**Tugas Tertulis A**
Saring entri di bawah dan salin setiap baris yang memuat kata "outline". Huruf besar dan kecil dibedakan.

Dari grafik boxplot dan density pada sebaran broadband_rev didapati bahwa tidak terdapat perbedaan yang signifikan antara churn dengan tidak. Artinya variabel broadband_rev tidak berpengaruh untuk membedakan nasabah yang akan churn dengan tidak.

1.10 Variabel broadband_usg

library(ggplot2)
telco %>%
  ggplot(aes(x = broadband_usg), y = ..count..) + 
  geom_histogram(
    binwidth = 200,
    fill = 'skyblue',
    color = "white",
    alpha = 0.7) +
  labs(title = "Histogram of broadband_usg",
       x = "broadband_usg",
       y = "frequency") +
  theme_bw()

library(ggplot2)

# Your ggplot code here
ggplot(telco, aes(x = broadband_usg, y = factor(churn), fill = factor(churn))) +
  geom_boxplot() +
  labs(title = "Boxplot of broadband_usg by Churn",
       y = "Churn",
       x = "broadband_usg") +
  scale_fill_manual(values = c("skyblue", "pink")) +
  scale_y_discrete(labels = c("0" = "No", "1" = "Yes")) +
  guides(fill = FALSE) + 
  theme_bw()

library(ggplot2)

# Your ggplot code here
ggplot(telco, aes(x = broadband_usg, fill = factor(churn))) +
  geom_density(alpha = 0.8) +
  labs(title = "Density Plot of broadband_usg by Churn",
       x = "broadband_usg",
       y = "Density") +
  scale_fill_manual(values = c("skyblue", "pink"), 
                    name = "Churn",
                    labels = c("1" = "Yes", "0" = "No")) +
  theme_minimal()

Dari grafik boxplot dan density pada sebaran broadband_usg didapati bahwa tidak terdapat perbedaan yang signifikan antara churn dengan tidak. Artinya variabel broadband_usg cenderung tidak berpengaruh untuk membedakan nasabah yang akan churn dengan tidak.

1.11 Variabel broadband_dou

library(ggplot2)
telco %>%
  ggplot(aes(x = broadband_dou), y = ..count..) + 
  geom_histogram(
    binwidth = 1,
    fill = 'skyblue',
    color = "white",
    alpha = 0.7) +
  labs(title = "Histogram of broadband_dou",
       x = "broadband_dou",
       y = "frequency") +
  theme_bw()

library(ggplot2)

# Your ggplot code here
ggplot(telco, aes(x = broadband_dou, y = factor(churn), fill = factor(churn))) +
  geom_boxplot() +
  labs(title = "Boxplot of broadband_dou by Churn",
       y = "Churn",
       x = "broadband_dou") +
  scale_fill_manual(values = c("skyblue", "pink")) +
  scale_y_discrete(labels = c("0" = "No", "1" = "Yes")) +
  guides(fill = FALSE) + 
  theme_bw()

**Daftar Entri**
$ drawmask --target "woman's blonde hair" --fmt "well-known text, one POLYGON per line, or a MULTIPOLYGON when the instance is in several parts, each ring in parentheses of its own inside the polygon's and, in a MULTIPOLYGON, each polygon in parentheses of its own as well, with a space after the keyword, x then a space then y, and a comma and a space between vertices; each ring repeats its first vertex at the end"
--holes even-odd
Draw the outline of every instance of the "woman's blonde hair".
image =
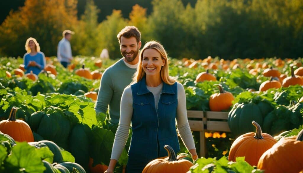
POLYGON ((146 43, 141 51, 139 55, 139 63, 137 71, 133 78, 133 83, 138 82, 146 75, 145 72, 142 67, 143 59, 143 53, 144 51, 148 49, 153 49, 159 52, 161 55, 162 59, 164 59, 165 63, 162 67, 160 72, 160 75, 162 81, 169 85, 172 85, 176 82, 176 81, 171 78, 168 73, 168 63, 167 58, 167 54, 163 46, 160 43, 155 41, 150 41, 146 43))
POLYGON ((32 40, 35 43, 35 44, 36 45, 36 47, 35 48, 36 51, 37 51, 37 52, 40 52, 40 46, 39 45, 39 43, 37 42, 37 41, 32 37, 30 37, 26 40, 26 42, 25 43, 25 50, 26 51, 27 53, 31 53, 31 52, 32 52, 31 49, 28 47, 28 43, 30 40, 32 40))

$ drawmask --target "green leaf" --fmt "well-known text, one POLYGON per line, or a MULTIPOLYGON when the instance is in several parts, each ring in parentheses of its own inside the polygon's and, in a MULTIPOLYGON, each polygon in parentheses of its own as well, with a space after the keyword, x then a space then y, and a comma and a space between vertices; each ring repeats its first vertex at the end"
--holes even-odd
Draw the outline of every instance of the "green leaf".
POLYGON ((67 151, 66 151, 64 149, 61 148, 61 150, 60 151, 61 154, 62 155, 62 157, 63 158, 63 161, 70 161, 74 163, 75 162, 75 158, 72 155, 71 153, 67 151))
POLYGON ((95 126, 92 130, 93 140, 91 155, 94 162, 102 162, 108 165, 114 143, 114 134, 110 130, 95 126))
POLYGON ((0 167, 7 156, 7 155, 6 148, 3 146, 0 145, 0 167))
POLYGON ((52 163, 54 160, 54 153, 48 147, 35 148, 36 153, 42 160, 49 163, 52 163))
POLYGON ((12 154, 6 159, 12 165, 24 168, 27 172, 42 173, 45 170, 40 155, 37 154, 36 148, 25 142, 16 142, 12 149, 12 154))

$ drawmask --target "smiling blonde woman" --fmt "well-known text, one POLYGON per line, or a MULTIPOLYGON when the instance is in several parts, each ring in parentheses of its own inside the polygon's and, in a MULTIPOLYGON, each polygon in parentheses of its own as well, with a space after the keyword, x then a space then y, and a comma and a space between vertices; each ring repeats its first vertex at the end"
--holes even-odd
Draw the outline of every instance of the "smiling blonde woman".
POLYGON ((38 75, 45 66, 44 54, 40 51, 40 46, 36 39, 30 37, 26 40, 25 50, 27 53, 23 56, 24 68, 26 73, 33 73, 38 75))
POLYGON ((124 90, 121 101, 119 127, 108 168, 112 172, 128 137, 132 135, 126 166, 127 173, 141 173, 150 161, 167 156, 168 145, 180 150, 176 120, 181 138, 194 160, 198 157, 187 120, 183 85, 169 77, 167 55, 163 46, 148 42, 140 52, 133 83, 124 90))

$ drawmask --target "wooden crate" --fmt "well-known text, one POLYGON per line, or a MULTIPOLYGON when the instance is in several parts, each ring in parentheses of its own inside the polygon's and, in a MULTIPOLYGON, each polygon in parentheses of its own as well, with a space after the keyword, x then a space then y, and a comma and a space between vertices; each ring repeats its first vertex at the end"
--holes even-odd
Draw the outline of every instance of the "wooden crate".
POLYGON ((205 157, 206 146, 204 133, 205 131, 230 131, 227 122, 228 113, 227 112, 206 111, 204 112, 199 111, 187 111, 191 129, 200 132, 200 153, 198 153, 199 157, 205 157), (192 118, 195 120, 191 120, 192 118))

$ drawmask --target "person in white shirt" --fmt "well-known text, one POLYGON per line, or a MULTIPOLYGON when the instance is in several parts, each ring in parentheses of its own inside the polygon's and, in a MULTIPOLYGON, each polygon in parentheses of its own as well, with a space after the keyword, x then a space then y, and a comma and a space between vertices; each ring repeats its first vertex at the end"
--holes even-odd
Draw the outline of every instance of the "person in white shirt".
POLYGON ((65 30, 62 33, 63 38, 58 44, 57 56, 58 61, 65 68, 70 63, 73 59, 72 54, 72 48, 70 42, 72 39, 72 35, 75 32, 70 30, 65 30))

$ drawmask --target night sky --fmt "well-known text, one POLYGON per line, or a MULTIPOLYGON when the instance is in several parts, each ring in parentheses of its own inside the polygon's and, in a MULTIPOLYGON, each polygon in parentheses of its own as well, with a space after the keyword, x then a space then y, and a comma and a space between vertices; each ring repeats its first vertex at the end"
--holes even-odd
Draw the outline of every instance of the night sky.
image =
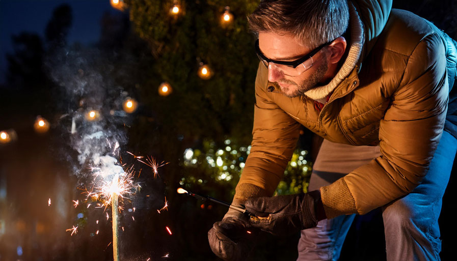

**Tugas Tertulis B**
Menurut teks analisis variabel broadband di atas, apa kesimpulan tentang pengaruh variabel broadband_usg dalam membedakan nasabah yang akan churn dengan yang tidak?

**Jawaban Akhir A**
Draw the outline of every instance of the "woman's blonde hair".
Draw the outline of every instance of the "green leaf".
Draw the outline of every instance of the "smiling blonde woman".
Draw the outline of every instance of the "wooden crate".
Draw the outline of every instance of the "person in white shirt".
Draw the outline of every instance of the night sky.

**Jawaban Akhir B**
Variabel broadband_usg cenderung tidak berpengaruh untuk membedakan nasabah yang akan churn dengan tidak.